• [Exercise brief] Print every entry below again. Nothing may differ from the original.
====
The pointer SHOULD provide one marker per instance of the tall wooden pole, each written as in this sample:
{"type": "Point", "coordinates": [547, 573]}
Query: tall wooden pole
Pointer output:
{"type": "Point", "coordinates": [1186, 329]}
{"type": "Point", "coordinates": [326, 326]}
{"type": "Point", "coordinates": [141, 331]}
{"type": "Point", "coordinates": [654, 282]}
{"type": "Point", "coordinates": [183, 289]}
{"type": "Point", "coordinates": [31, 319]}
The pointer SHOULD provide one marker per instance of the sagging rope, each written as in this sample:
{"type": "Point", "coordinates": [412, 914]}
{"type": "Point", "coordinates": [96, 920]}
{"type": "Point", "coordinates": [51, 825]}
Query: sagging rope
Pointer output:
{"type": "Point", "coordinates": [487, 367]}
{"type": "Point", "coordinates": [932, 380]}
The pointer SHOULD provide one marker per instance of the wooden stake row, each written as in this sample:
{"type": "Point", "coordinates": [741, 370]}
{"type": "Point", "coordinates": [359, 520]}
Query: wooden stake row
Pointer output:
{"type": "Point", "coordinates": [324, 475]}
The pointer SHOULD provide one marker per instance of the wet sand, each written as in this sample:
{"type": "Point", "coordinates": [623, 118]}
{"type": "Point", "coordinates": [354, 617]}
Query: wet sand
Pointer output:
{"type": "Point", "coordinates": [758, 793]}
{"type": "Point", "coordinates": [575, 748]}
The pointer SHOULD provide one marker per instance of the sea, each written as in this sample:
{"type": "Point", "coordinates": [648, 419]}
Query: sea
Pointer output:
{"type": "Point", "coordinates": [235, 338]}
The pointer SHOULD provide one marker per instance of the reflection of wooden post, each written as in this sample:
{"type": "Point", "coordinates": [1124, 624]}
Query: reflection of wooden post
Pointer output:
====
• [Exercise response]
The pointer SHOULD provide one marker per instance of the tall wooden pole, each written as in this sample:
{"type": "Point", "coordinates": [547, 573]}
Query: tall wooden pole
Pointer output:
{"type": "Point", "coordinates": [1186, 329]}
{"type": "Point", "coordinates": [326, 326]}
{"type": "Point", "coordinates": [141, 331]}
{"type": "Point", "coordinates": [654, 282]}
{"type": "Point", "coordinates": [183, 289]}
{"type": "Point", "coordinates": [31, 319]}
The pointer SHOULD provide one marker per instance of the sagging rope, each written as in this sample:
{"type": "Point", "coordinates": [412, 914]}
{"type": "Point", "coordinates": [96, 920]}
{"type": "Point", "coordinates": [51, 825]}
Query: sagging rope
Pointer output:
{"type": "Point", "coordinates": [487, 367]}
{"type": "Point", "coordinates": [932, 380]}
The pointer SHOULD provide one marker per instance of the wooden stake row, each written as in this sample:
{"type": "Point", "coordinates": [741, 370]}
{"type": "Point", "coordinates": [359, 520]}
Query: wooden stake row
Pointer output:
{"type": "Point", "coordinates": [324, 475]}
The pointer SHOULD provide one marker per instance of the wet sand, each written as in this sample:
{"type": "Point", "coordinates": [623, 118]}
{"type": "Point", "coordinates": [354, 617]}
Query: wet sand
Pointer output:
{"type": "Point", "coordinates": [758, 793]}
{"type": "Point", "coordinates": [575, 748]}
The pointer SHOULD provide one marker per instance of the sea, each written as in this sample:
{"type": "Point", "coordinates": [648, 419]}
Query: sea
Pointer output:
{"type": "Point", "coordinates": [235, 338]}
The pointer SHOULD provide one marker per instance of the reflection of wooden post, each written as in this sample:
{"type": "Point", "coordinates": [1124, 624]}
Query: reflection of wooden post
Pointer output:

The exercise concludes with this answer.